Records from a data source
^^^^^^^^^^^^^^^^

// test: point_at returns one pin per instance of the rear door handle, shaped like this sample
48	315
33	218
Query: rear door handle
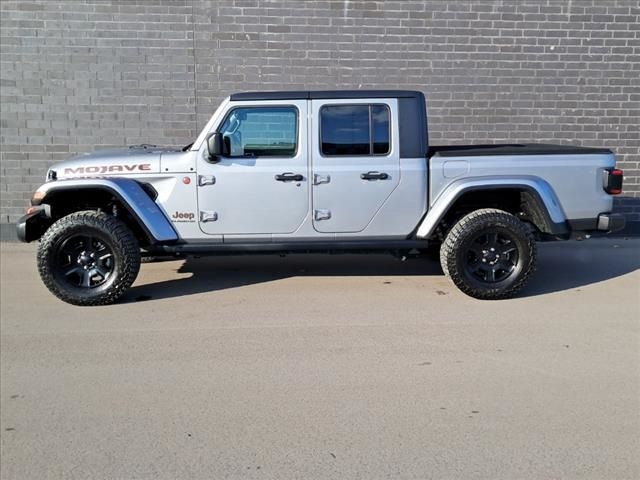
289	177
374	176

^^^^^^^^^^^^^^^^

* DIRECTIONS FOR THIS TASK:
If an entry holds a picture, leave the picture out and repeat the rest exactly.

* SOLUTION:
// test: point_at returns one pin per instance of the rear door handle, shaped like this sample
48	315
33	218
Query: rear door handle
289	177
374	176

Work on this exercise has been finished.